>>>>>

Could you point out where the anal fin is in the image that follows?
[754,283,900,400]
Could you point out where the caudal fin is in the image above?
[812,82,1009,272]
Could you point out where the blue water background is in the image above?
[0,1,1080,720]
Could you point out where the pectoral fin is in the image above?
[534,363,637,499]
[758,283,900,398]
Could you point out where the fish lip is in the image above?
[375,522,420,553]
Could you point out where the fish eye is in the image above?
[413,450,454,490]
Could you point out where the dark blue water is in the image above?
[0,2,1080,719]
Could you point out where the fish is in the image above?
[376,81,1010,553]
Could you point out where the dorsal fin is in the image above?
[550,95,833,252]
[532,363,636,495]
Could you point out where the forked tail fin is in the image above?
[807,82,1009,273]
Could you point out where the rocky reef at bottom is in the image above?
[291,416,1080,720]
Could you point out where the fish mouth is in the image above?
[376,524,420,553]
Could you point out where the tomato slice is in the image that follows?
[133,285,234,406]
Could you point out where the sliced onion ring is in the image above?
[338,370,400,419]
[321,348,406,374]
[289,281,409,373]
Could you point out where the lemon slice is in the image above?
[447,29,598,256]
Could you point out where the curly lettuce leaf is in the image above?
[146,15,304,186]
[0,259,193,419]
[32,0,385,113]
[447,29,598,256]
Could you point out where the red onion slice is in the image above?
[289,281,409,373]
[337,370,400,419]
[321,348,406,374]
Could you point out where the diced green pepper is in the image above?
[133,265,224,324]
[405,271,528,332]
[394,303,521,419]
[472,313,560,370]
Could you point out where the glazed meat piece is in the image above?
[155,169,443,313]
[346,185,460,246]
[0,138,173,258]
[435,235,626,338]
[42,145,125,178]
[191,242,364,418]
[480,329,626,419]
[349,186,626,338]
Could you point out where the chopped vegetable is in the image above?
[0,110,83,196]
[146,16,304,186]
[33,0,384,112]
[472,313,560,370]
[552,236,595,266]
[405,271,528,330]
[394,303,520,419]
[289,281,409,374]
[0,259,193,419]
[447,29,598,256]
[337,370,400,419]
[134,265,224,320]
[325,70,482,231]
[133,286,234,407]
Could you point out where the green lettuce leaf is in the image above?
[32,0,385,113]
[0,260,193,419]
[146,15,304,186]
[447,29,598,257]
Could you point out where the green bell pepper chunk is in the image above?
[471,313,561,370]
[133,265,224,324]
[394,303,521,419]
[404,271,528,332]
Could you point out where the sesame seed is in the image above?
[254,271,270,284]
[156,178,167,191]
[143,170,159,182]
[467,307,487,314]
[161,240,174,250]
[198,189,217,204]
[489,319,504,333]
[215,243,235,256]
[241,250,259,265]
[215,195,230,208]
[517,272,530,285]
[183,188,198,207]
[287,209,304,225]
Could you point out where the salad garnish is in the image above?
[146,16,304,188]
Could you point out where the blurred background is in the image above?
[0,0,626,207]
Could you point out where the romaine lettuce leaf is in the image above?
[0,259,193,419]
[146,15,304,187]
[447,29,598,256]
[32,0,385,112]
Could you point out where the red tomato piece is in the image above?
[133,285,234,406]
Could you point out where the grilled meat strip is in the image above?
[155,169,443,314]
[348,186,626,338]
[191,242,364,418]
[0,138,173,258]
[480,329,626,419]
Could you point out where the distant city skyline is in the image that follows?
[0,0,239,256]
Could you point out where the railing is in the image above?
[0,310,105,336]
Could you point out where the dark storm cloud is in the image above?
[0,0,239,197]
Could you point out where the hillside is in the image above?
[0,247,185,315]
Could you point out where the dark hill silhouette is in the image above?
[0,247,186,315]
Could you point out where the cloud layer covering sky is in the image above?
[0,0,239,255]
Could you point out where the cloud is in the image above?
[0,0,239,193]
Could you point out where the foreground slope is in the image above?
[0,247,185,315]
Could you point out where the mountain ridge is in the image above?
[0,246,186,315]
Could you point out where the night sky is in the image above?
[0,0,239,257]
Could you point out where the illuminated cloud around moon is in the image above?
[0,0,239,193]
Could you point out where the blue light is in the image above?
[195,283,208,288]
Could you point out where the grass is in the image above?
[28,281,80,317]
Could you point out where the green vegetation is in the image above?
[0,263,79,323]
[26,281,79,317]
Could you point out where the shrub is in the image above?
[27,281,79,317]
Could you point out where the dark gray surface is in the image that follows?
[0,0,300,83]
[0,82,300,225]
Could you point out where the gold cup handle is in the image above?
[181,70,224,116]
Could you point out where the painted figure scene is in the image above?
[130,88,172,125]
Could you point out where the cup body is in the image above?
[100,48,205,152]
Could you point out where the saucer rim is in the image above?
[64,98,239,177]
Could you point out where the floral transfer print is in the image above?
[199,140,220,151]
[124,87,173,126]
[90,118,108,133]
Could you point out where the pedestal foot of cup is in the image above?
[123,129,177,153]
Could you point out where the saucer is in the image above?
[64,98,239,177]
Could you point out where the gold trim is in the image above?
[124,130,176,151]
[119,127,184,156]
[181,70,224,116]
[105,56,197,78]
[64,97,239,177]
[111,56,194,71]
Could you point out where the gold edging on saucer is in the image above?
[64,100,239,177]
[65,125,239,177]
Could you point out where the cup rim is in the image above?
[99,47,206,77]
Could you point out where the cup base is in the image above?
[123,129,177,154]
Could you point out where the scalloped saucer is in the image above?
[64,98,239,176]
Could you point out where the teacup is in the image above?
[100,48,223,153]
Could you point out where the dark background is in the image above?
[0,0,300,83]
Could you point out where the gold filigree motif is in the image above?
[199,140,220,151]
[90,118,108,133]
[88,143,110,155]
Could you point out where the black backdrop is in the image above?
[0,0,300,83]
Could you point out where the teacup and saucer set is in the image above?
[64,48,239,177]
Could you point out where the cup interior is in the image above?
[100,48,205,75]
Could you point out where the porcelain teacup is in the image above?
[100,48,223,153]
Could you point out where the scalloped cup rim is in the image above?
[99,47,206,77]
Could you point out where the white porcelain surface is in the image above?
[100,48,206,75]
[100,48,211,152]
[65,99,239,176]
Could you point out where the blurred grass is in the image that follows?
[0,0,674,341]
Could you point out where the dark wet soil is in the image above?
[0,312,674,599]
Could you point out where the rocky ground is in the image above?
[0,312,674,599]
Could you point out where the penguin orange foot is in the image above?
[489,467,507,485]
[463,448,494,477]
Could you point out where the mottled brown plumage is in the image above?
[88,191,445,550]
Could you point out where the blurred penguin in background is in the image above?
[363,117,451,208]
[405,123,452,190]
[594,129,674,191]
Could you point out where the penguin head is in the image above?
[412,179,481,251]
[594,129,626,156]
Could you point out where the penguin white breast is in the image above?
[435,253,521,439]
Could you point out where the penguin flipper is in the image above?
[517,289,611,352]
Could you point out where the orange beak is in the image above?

<<<<<

Task instructions: Can you copy every one of the lines above word for word, with nothing changed?

Result for this task:
Could you point out where the anal fin is in the image that follows?
[754,283,900,400]
Could you point out where the caudal fin is in the image above?
[812,82,1009,272]
Could you point out where the blue water background is in the image above?
[0,1,1080,720]
Could you point out where the pectoral fin is in the image above?
[534,363,637,499]
[758,283,900,398]
Could you point out where the fish lip is in the image above?
[375,522,420,553]
Could you point out where the fish eye is in the image above?
[413,450,454,490]
Could you point out where the dark blue water is in the image above?
[0,2,1080,719]
Could you point out where the fish is in the image above?
[376,81,1010,553]
Could you point out where the dorsal fin is in the image above?
[550,95,833,252]
[532,363,636,495]
Could you point out where the forked tail fin is in the image above?
[807,82,1009,273]
Could you point out where the rocky reef at bottom is in the image above?
[291,416,1080,720]
Could you point out where the fish mouth is in the image above?
[376,524,420,553]
Could you point out where the tomato slice is in the image that follows?
[133,285,234,406]
Could you point out where the sliced onion ring is in the image above?
[338,370,400,419]
[321,348,406,374]
[289,281,409,373]
Could you point out where the lemon slice is in the image above?
[447,29,598,256]
Could you point out where the curly lettuce leaf is in the image above?
[146,15,304,186]
[0,259,193,419]
[32,0,385,113]
[447,29,598,256]
Could you point out where the red onion slice is in the image above?
[289,281,409,373]
[337,370,400,419]
[321,348,406,374]
Could you point out where the diced green pepper is in the image above?
[133,265,224,324]
[405,271,528,332]
[394,303,521,419]
[472,313,560,370]
Could you point out where the glazed meat piece is in the image above?
[155,169,443,313]
[346,185,460,246]
[0,138,173,258]
[435,235,626,338]
[42,145,125,178]
[191,242,364,418]
[480,329,626,419]
[349,186,626,338]
Could you point out where the chopped vegetable is in the image above?
[0,110,83,196]
[146,16,304,186]
[33,0,384,112]
[472,313,560,370]
[552,236,595,266]
[405,271,528,330]
[394,303,520,419]
[289,281,409,374]
[0,259,193,419]
[447,29,598,256]
[337,370,400,419]
[134,265,224,320]
[325,70,482,231]
[133,286,234,407]
Could you point out where the green lettuce leaf is in the image above?
[32,0,385,113]
[0,260,193,419]
[146,15,304,186]
[447,29,598,257]
Could you point out where the green bell pepper chunk is in the image above?
[471,313,561,370]
[133,265,224,324]
[394,303,521,419]
[404,271,528,332]
Could you point out where the sesame seed is in the image above?
[254,271,270,284]
[156,178,167,191]
[143,170,159,182]
[467,307,487,314]
[161,240,174,250]
[198,189,217,204]
[489,319,504,333]
[215,243,235,256]
[241,250,259,265]
[215,195,230,208]
[517,272,530,285]
[183,188,198,207]
[287,209,304,225]
Could you point out where the salad garnish is in the image above?
[146,16,304,188]
Could you point out where the blurred background is in the image above?
[0,0,626,207]
Could you point out where the romaine lettuce leaf is in the image above?
[0,259,193,419]
[146,15,304,187]
[447,29,598,256]
[32,0,385,112]
Could you point out where the red tomato piece is in the image above?
[133,285,234,406]
Could you point out where the grilled meat strip is in the image above?
[155,169,443,314]
[348,186,626,338]
[191,242,364,418]
[0,138,173,258]
[480,329,626,419]
Could you point out where the distant city skyline is in the image that follows?
[0,0,239,256]
Could you point out where the railing is in the image above?
[0,310,105,336]
Could you point out where the dark storm cloud is in the image above?
[0,0,239,197]
Could you point out where the hillside is in the image above?
[0,247,185,315]
Could you point out where the dark hill silhouette is in the image above?
[0,247,186,315]
Could you point out where the cloud layer covering sky is in the image above?
[0,0,239,255]
Could you point out where the cloud is in the image above?
[0,0,239,193]
Could you point out where the foreground slope is in the image above?
[0,247,185,315]
Could you point out where the mountain ridge is in the image above?
[0,246,186,315]
Could you point out where the night sky is in the image above?
[0,0,239,257]
Could you point out where the illuminated cloud around moon is in the image above?
[0,0,239,193]
Could you point out where the blue light is in the image above?
[195,283,208,288]
Could you point out where the grass is in the image above?
[28,281,80,317]
Could you point out where the green vegetation is in the image above?
[0,263,79,323]
[26,281,79,317]
Could you point out where the shrub is in the image above?
[27,281,79,317]
Could you point out where the dark gray surface is in the image that follows?
[0,0,300,83]
[0,82,300,225]
Could you point out where the gold cup handle is in the image above?
[181,70,224,116]
Could you point out where the painted figure scene is in the image above?
[130,88,172,125]
Could you point out where the cup body is in the image above?
[100,48,205,152]
Could you point out where the saucer rim is in the image above?
[64,98,239,177]
Could you point out where the floral transfer print is in the image above?
[199,140,220,151]
[124,87,173,126]
[90,118,108,133]
Could you point out where the pedestal foot of cup is in the image above?
[123,129,177,153]
Could you point out where the saucer is in the image above?
[64,98,239,177]
Could you point out where the gold trim is in the image above?
[124,130,176,151]
[119,127,184,156]
[181,70,224,116]
[105,56,197,78]
[64,97,239,177]
[111,56,194,71]
Could you point out where the gold edging on saucer is in the image above?
[64,100,239,177]
[65,125,239,177]
Could you point out where the cup rim is in the image above?
[99,47,206,77]
Could you point out where the cup base is in the image above?
[123,129,177,154]
Could you point out where the scalloped saucer is in the image above?
[64,98,239,176]
Could you point out where the teacup is in the image above?
[100,48,223,153]
Could you point out where the dark background is in the image above?
[0,0,300,83]
Could you point out where the gold filigree motif is in the image above?
[199,140,220,151]
[90,118,108,133]
[88,143,110,155]
Could you point out where the black backdrop is in the image above?
[0,0,300,83]
Could you point out where the teacup and saucer set is in the image above?
[64,48,239,177]
Could you point out where the cup interior is in the image above?
[100,48,205,75]
Could you point out where the porcelain teacup is in the image above?
[100,48,223,153]
Could you point out where the scalloped cup rim is in the image above?
[99,47,206,77]
Could you point out where the white porcelain surface is in the image above?
[100,48,206,75]
[100,48,211,152]
[65,99,239,176]
Could you point out where the blurred grass is in the image that follows?
[0,0,674,341]
Could you point out where the dark wet soil is in the image above?
[0,312,674,599]
Could you point out where the rocky ground is in the image above?
[0,312,674,599]
Could you point out where the penguin orange foot is in the image above?
[489,467,507,485]
[463,448,494,477]
Could you point out where the mottled brown plumage is in the image above?
[88,191,445,550]
Could you point out where the blurred penguin in background is in the image above?
[363,117,451,208]
[405,123,452,190]
[594,129,674,191]
Could you point out where the penguin head is in the image above?
[412,179,481,251]
[594,129,626,156]
Could you point out where the penguin white breast is in the image above?
[435,253,521,439]
Could you point out where the penguin flipper is in the image above?
[517,289,611,352]
Could you point out where the orange beak is in the image above?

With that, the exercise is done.